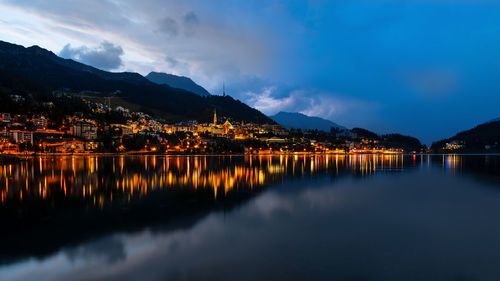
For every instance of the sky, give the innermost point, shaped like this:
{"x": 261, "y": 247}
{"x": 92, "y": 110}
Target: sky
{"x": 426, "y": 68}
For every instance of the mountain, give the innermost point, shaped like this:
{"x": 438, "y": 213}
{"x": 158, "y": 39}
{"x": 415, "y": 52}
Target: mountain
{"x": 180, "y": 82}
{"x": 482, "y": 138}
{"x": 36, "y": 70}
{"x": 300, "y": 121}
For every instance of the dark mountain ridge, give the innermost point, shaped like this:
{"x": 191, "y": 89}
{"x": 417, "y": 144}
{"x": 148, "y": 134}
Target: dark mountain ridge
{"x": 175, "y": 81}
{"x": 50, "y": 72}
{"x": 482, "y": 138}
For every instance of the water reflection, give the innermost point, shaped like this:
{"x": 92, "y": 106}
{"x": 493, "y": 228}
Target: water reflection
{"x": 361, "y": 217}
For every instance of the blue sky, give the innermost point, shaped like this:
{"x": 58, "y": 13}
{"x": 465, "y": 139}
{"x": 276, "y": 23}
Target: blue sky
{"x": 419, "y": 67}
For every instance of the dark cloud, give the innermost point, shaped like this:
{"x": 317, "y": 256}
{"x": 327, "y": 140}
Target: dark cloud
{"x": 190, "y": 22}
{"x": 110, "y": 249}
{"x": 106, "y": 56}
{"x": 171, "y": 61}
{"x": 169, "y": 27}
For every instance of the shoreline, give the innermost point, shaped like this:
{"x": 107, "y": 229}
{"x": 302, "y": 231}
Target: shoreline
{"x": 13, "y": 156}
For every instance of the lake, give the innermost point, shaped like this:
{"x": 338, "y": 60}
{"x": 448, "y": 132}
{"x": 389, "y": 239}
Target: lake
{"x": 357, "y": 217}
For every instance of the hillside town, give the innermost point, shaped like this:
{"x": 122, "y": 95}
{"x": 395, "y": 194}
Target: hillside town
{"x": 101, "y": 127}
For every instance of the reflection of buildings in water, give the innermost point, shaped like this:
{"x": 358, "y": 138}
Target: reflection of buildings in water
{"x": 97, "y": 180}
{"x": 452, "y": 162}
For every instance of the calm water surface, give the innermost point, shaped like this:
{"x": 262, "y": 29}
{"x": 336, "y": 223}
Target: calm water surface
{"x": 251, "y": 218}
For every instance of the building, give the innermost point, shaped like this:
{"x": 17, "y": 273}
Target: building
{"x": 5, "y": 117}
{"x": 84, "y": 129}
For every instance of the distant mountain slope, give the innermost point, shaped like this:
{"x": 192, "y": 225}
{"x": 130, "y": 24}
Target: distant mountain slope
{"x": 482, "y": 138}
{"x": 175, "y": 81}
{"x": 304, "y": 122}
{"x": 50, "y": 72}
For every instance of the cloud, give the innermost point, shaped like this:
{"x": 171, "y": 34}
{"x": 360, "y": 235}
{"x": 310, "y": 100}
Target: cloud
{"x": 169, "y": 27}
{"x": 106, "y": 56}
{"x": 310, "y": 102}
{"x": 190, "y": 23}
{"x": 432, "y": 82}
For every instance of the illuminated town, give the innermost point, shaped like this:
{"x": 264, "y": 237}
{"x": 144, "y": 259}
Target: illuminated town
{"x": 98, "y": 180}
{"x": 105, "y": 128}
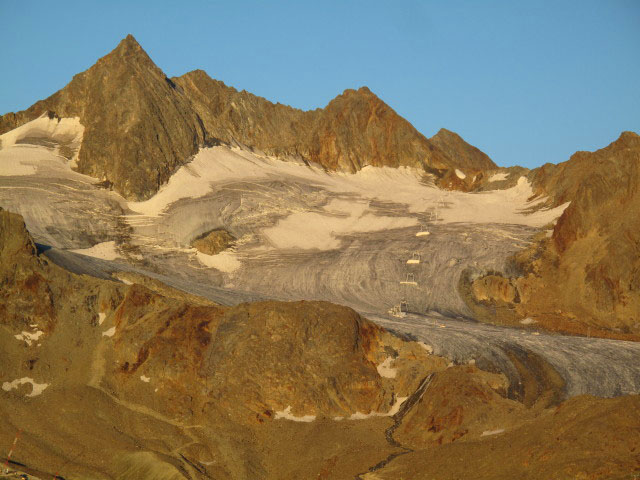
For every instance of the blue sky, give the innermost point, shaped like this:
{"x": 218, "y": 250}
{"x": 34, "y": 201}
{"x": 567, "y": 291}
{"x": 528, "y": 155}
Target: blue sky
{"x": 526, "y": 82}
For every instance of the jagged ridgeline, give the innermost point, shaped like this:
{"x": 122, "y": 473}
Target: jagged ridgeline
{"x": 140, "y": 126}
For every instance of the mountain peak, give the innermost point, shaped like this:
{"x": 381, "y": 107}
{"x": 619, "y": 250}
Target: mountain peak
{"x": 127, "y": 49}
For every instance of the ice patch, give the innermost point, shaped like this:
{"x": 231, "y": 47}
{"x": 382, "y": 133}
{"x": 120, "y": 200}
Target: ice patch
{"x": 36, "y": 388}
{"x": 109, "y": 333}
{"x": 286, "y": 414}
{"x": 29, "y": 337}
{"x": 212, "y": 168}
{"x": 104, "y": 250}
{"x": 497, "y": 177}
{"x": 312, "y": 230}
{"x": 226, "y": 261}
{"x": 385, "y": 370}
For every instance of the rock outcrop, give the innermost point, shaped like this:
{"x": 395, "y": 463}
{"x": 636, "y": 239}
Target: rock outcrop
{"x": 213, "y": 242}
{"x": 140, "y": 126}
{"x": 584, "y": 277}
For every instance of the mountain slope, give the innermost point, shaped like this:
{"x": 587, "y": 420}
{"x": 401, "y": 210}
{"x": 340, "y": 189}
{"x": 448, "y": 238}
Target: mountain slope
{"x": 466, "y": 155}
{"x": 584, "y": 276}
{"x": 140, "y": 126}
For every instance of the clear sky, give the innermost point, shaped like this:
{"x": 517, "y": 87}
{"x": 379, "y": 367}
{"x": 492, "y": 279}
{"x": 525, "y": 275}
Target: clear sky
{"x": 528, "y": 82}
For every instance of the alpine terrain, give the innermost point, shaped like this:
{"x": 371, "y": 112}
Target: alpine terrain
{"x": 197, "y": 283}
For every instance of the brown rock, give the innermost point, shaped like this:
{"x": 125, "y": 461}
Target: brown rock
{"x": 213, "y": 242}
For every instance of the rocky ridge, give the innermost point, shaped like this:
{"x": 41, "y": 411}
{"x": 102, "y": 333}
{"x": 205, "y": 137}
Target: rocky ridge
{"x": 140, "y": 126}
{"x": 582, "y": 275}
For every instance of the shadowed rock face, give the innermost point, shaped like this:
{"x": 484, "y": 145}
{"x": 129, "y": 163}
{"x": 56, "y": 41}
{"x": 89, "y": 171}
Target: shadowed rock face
---------------
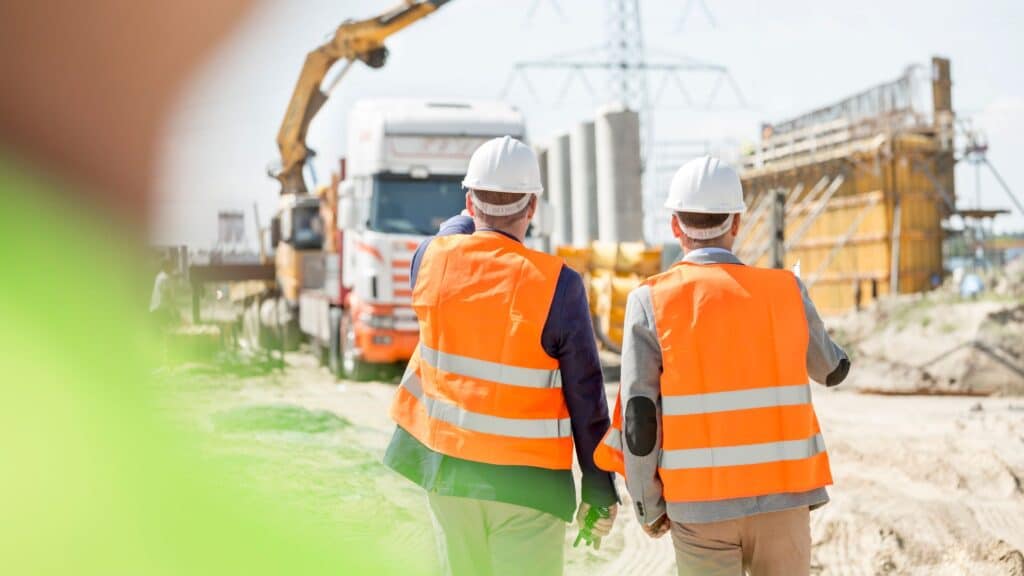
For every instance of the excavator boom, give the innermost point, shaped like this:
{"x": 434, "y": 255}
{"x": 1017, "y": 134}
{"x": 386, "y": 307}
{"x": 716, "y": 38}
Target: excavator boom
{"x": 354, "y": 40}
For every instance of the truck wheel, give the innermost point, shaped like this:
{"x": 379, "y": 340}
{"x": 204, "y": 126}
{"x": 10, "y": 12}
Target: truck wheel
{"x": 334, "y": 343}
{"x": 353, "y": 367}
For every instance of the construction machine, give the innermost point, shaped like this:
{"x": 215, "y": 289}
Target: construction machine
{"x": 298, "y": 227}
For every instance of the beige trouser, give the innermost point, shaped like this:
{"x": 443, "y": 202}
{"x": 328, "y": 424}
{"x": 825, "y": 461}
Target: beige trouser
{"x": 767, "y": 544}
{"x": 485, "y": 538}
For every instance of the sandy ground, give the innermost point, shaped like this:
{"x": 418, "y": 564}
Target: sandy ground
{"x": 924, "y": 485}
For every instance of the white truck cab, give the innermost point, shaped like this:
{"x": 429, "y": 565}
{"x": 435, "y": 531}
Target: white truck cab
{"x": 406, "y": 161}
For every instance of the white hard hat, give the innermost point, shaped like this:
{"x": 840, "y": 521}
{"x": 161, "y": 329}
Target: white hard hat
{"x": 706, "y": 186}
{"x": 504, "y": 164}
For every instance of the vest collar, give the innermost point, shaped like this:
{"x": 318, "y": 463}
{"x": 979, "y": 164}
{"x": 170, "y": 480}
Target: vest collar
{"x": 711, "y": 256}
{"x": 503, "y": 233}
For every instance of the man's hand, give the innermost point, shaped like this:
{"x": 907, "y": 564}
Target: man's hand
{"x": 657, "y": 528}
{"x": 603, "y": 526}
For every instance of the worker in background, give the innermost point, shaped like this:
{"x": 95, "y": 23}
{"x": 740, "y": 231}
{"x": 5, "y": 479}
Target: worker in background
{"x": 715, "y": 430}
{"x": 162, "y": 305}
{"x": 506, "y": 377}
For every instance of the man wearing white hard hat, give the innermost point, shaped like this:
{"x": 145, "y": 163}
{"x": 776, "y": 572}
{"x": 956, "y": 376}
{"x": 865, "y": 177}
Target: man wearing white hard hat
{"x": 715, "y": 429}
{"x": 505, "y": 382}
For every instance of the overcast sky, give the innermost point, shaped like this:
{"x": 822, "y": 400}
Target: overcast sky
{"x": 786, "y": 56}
---------------
Lines above that include the string "shadowed" need to be copied.

Solution below:
For every instance of the shadowed rock face, give the innermost point, shaped like this:
Target: shadowed rock face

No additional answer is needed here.